**Provided passage**
I have a lot of time for Esther, who doesn’t know much about the world at large, but knows how to cook. Who isn’t sure whether stories she’s heard are true or not, but is willing to learn. Who doesn’t know much about travelling backroads, or sedition, or revolution, but knows a good person, and tries hard to be one. Esther is a heroine whose discomfort, whose discoveries, we feel alongside her. We can see her struggle, see her rise up in the face of adversity, and cheer her on.  

In this she’s aided by a delightful cast of cheerful reprobates. They’re by turns hopeful, furious, conflicted, loving – and all the other complexities of the human experience. Gailey can write characters. They come to life before our eyes, with their own quiet stories, with their own hurts, their own needs, their own fierce passions and quiet tragedies. These are people; as they flow into Esther’s life, as they build something for her, with her, and as the wagon keeps rumbling down the trail, we see them as living, breathing souls, who just happen to be in a book. The prose that gets us there is concise yet rich, with a certain poetry living in the quiet spaces between the words.  

Which isn’t to say it isn’t also a bloody good story.  

I’m always saying this, but, no spoilers here. The broad strokes are there: fleeing into the night. Sudden betrayal. Gunfights. Romance that carries a white hot heat, and also the gentle affection and compassion that makes the heat bearable. More gunfights. Self realisation. Revelation. Hard riding in a good cause. People being rather sarcastic, and very funny. A fight for truth, for justice, for something better. It’ll grab hold of you and not let go until it’s done, this story. It’s bloody wonderful. If you want to try something new, something a bit special, this is the story for you.

**Jobs**
**A.** In the review, rewrite the passage that begins at "In this she’s" and stops after "bloody good story.", changing "wagon" to "stagecoach".
**B.** Decide whether each statement agrees with the review, answering yes or no and quoting the words that settle it: (i) Esther knows how to cook. (ii) The prose is described as long and ornate. (iii) The review gives away the details of the plot.

**Data entries**
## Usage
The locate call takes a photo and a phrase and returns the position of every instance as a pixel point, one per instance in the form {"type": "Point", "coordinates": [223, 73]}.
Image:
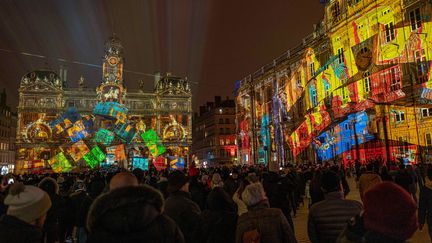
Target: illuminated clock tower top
{"type": "Point", "coordinates": [112, 88]}
{"type": "Point", "coordinates": [113, 61]}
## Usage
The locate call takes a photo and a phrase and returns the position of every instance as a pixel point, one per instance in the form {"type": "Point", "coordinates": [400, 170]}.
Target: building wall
{"type": "Point", "coordinates": [214, 133]}
{"type": "Point", "coordinates": [363, 65]}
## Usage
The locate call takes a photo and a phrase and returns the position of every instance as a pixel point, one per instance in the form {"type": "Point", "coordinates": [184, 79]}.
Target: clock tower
{"type": "Point", "coordinates": [112, 88]}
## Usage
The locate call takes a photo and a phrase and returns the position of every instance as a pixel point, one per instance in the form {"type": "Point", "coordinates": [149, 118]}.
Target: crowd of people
{"type": "Point", "coordinates": [238, 204]}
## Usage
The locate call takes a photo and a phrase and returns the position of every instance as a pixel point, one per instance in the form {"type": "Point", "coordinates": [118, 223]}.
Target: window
{"type": "Point", "coordinates": [314, 98]}
{"type": "Point", "coordinates": [415, 19]}
{"type": "Point", "coordinates": [389, 32]}
{"type": "Point", "coordinates": [400, 116]}
{"type": "Point", "coordinates": [345, 93]}
{"type": "Point", "coordinates": [427, 112]}
{"type": "Point", "coordinates": [326, 88]}
{"type": "Point", "coordinates": [366, 82]}
{"type": "Point", "coordinates": [335, 11]}
{"type": "Point", "coordinates": [422, 66]}
{"type": "Point", "coordinates": [428, 139]}
{"type": "Point", "coordinates": [312, 69]}
{"type": "Point", "coordinates": [299, 80]}
{"type": "Point", "coordinates": [394, 79]}
{"type": "Point", "coordinates": [341, 56]}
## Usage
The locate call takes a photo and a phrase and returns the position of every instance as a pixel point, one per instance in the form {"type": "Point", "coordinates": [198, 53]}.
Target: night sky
{"type": "Point", "coordinates": [212, 42]}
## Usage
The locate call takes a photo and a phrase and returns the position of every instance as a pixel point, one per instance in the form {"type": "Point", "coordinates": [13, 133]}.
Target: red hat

**Solutions in order**
**A.**
In this she’s aided by a delightful cast of cheerful reprobates. They’re by turns hopeful, furious, conflicted, loving – and all the other complexities of the human experience. Gailey can write characters. They come to life before our eyes, with their own quiet stories, with their own hurts, their own needs, their own fierce passions and quiet tragedies. These are people; as they flow into Esther’s life, as they build something for her, with her, and as the stagecoach keeps rumbling down the trail, we see them as living, breathing souls, who just happen to be in a book. The prose that gets us there is concise yet rich, with a certain poetry living in the quiet spaces between the words.  

Which isn’t to say it isn’t also a bloody good story.

**B.**
(i) Yes: "knows how to cook."
(ii) No: "The prose that gets us there is concise yet rich."
(iii) No: "no spoilers here."